WORK INSTRUCTIONS — Every line from the start of the records below to the line containing "Look at this image and locate every instance of small" should be retyped exactly, that line included, and no others.
(DATASET RECORDS Opens)
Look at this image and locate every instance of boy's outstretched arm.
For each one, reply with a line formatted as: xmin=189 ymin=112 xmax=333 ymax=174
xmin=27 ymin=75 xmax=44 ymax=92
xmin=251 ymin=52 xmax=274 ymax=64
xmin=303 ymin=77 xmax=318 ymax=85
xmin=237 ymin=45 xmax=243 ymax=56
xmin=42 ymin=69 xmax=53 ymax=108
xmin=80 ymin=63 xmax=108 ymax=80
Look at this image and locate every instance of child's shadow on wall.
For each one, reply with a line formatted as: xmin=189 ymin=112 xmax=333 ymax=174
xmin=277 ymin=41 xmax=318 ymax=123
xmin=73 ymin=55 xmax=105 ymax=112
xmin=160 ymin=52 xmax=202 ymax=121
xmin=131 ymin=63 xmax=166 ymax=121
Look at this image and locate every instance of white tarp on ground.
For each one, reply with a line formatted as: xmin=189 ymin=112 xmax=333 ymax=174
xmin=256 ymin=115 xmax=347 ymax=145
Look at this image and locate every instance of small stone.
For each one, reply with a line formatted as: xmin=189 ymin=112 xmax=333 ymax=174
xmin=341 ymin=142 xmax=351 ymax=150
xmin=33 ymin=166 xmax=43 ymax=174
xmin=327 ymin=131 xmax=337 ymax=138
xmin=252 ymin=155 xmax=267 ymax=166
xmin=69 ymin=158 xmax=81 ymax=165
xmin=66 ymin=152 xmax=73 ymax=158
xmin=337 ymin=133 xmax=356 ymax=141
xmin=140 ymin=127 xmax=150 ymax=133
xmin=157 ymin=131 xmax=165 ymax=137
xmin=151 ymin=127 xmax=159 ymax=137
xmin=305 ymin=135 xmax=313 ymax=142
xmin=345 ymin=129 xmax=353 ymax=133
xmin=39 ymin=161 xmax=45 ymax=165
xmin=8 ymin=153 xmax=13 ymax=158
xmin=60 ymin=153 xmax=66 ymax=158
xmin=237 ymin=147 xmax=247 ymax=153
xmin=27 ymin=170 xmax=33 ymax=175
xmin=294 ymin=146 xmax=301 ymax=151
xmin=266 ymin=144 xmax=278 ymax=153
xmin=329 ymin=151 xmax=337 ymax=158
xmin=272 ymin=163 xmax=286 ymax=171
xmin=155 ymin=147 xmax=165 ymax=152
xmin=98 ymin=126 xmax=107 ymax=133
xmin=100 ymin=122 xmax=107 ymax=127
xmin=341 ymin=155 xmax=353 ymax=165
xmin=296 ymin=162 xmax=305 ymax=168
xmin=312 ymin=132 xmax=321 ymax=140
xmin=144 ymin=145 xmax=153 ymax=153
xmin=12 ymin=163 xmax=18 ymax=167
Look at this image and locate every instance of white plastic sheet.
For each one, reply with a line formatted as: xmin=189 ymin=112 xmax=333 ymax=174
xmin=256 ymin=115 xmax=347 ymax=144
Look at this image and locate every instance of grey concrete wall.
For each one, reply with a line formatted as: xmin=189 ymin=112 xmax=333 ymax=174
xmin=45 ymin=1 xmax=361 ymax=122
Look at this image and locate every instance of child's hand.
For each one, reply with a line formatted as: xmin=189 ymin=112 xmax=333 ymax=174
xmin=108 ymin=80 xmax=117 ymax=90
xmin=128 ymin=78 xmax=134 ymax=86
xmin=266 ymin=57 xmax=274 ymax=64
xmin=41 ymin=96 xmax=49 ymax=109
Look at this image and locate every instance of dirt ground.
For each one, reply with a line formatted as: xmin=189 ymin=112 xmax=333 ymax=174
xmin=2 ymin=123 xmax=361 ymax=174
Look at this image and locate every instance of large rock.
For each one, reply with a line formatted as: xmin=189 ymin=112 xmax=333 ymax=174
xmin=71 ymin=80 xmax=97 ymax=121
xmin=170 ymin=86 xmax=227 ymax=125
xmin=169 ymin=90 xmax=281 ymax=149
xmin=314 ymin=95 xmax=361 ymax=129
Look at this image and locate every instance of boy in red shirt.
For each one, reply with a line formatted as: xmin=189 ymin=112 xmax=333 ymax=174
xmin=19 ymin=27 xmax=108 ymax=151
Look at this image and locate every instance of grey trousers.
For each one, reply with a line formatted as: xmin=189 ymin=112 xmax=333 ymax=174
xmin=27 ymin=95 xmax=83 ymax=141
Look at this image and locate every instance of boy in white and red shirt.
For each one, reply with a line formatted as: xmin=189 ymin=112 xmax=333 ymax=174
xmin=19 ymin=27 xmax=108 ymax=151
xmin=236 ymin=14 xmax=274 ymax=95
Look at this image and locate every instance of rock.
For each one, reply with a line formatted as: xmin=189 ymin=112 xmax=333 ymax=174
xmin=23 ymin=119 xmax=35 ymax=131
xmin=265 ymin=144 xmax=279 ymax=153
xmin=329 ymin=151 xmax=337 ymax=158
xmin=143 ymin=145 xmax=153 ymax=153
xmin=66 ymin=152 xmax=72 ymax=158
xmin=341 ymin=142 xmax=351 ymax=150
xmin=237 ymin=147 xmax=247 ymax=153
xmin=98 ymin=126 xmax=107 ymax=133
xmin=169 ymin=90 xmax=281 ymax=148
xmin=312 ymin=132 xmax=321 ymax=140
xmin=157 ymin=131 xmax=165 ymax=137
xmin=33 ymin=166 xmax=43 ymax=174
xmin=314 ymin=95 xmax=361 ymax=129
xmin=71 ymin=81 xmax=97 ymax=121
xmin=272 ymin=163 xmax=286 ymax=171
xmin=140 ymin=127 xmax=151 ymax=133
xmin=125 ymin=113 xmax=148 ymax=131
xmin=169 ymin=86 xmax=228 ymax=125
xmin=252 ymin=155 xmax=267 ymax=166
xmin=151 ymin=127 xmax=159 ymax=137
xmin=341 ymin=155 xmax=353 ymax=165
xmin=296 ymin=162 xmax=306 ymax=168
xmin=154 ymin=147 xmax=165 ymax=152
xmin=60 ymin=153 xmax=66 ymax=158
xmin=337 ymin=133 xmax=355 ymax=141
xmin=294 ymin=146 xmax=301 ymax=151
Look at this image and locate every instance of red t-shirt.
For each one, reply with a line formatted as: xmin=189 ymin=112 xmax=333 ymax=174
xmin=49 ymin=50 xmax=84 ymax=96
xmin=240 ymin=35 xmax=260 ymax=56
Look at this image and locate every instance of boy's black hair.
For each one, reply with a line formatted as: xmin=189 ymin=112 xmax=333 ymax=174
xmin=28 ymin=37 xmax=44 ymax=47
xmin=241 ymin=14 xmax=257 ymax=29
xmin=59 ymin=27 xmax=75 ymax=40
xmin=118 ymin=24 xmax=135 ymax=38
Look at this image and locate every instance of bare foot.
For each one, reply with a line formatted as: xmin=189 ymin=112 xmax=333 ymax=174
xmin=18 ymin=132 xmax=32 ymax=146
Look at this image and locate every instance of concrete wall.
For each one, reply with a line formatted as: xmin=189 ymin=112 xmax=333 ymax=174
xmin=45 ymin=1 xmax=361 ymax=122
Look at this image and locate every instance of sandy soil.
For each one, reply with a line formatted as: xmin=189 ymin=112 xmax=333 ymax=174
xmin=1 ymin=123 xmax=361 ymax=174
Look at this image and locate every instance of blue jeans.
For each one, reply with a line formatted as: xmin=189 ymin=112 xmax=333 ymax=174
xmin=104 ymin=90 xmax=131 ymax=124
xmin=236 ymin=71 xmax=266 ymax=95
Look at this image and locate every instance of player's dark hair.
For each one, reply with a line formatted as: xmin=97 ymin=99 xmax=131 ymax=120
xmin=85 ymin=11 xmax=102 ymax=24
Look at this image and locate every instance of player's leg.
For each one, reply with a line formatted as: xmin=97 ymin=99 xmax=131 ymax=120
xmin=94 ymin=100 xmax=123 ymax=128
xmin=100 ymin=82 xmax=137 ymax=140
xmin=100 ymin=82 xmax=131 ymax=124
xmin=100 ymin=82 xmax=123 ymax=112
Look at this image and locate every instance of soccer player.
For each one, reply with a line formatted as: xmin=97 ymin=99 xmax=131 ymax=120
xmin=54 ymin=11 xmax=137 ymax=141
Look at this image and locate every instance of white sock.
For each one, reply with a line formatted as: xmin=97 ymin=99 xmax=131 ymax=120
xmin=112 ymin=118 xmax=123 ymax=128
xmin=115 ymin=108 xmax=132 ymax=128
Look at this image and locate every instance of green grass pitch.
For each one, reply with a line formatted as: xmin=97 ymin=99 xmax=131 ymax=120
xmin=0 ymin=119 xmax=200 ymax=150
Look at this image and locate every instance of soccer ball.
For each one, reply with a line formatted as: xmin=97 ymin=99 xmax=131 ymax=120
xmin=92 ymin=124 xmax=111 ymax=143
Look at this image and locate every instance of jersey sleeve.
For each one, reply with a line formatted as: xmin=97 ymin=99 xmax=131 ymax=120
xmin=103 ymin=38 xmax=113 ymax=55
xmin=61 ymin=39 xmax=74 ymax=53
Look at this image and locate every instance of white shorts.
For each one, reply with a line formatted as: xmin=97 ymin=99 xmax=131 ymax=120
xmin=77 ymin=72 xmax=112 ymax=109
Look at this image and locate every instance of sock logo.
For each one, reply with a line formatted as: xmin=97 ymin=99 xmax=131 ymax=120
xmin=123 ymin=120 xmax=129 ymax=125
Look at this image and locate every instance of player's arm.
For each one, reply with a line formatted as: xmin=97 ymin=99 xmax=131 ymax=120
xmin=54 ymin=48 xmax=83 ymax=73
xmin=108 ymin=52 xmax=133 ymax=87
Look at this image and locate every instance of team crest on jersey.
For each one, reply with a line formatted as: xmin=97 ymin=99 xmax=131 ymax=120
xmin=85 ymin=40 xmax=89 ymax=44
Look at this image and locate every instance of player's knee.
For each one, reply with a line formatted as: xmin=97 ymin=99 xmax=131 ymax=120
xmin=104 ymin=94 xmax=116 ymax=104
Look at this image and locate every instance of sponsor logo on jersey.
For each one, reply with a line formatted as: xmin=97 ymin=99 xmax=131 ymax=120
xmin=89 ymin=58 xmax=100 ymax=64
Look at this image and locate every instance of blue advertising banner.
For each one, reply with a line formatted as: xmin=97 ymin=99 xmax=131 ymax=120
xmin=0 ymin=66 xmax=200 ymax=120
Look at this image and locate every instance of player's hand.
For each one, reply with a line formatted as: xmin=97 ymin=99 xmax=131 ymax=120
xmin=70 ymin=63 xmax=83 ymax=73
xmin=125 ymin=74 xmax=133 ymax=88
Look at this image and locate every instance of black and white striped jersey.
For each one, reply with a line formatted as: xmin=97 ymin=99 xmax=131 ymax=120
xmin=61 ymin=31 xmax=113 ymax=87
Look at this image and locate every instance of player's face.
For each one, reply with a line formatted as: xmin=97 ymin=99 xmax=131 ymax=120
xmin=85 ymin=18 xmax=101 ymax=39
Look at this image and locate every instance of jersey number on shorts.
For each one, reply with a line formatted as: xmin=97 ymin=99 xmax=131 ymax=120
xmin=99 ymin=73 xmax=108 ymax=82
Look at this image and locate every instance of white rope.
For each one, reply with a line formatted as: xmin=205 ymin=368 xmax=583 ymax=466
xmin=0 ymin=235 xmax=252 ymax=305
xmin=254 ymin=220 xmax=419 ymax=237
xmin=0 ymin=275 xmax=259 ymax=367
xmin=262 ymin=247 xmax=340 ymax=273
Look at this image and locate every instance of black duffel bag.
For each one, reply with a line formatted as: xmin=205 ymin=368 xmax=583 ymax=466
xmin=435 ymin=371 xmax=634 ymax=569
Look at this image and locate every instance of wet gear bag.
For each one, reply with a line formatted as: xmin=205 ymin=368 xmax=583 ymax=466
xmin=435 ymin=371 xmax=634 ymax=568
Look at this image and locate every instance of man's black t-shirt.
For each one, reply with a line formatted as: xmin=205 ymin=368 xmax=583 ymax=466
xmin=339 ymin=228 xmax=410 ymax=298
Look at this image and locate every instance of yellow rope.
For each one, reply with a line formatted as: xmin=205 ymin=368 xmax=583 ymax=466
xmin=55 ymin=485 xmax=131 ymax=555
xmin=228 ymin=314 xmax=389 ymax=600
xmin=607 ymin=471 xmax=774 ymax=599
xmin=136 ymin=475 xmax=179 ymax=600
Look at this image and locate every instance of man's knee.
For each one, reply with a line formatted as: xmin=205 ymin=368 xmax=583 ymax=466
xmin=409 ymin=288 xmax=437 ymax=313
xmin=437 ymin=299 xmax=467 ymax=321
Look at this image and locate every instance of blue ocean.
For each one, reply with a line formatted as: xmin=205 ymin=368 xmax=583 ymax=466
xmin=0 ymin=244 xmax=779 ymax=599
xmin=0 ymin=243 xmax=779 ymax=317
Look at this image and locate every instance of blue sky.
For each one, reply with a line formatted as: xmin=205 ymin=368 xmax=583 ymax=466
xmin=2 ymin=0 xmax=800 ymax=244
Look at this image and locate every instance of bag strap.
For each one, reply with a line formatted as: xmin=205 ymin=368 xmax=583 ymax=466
(DATASET RECORDS Closes)
EXERCISE OUTPUT —
Look at this image and locate every instance of boy's outstretched arm.
For each one, reply with a line formatted as: xmin=189 ymin=112 xmax=333 ymax=174
xmin=27 ymin=75 xmax=44 ymax=92
xmin=251 ymin=52 xmax=274 ymax=64
xmin=303 ymin=77 xmax=318 ymax=85
xmin=237 ymin=45 xmax=243 ymax=56
xmin=42 ymin=69 xmax=53 ymax=108
xmin=80 ymin=63 xmax=108 ymax=80
Look at this image and locate every instance of child's shadow on wall.
For each one, reply with a line formatted as: xmin=189 ymin=112 xmax=333 ymax=174
xmin=277 ymin=41 xmax=318 ymax=123
xmin=73 ymin=55 xmax=105 ymax=112
xmin=160 ymin=52 xmax=202 ymax=121
xmin=131 ymin=63 xmax=166 ymax=121
Look at this image and locate every instance of white tarp on ground.
For each one, reply with a line formatted as: xmin=189 ymin=112 xmax=333 ymax=174
xmin=256 ymin=115 xmax=347 ymax=145
Look at this image and locate every instance of small stone.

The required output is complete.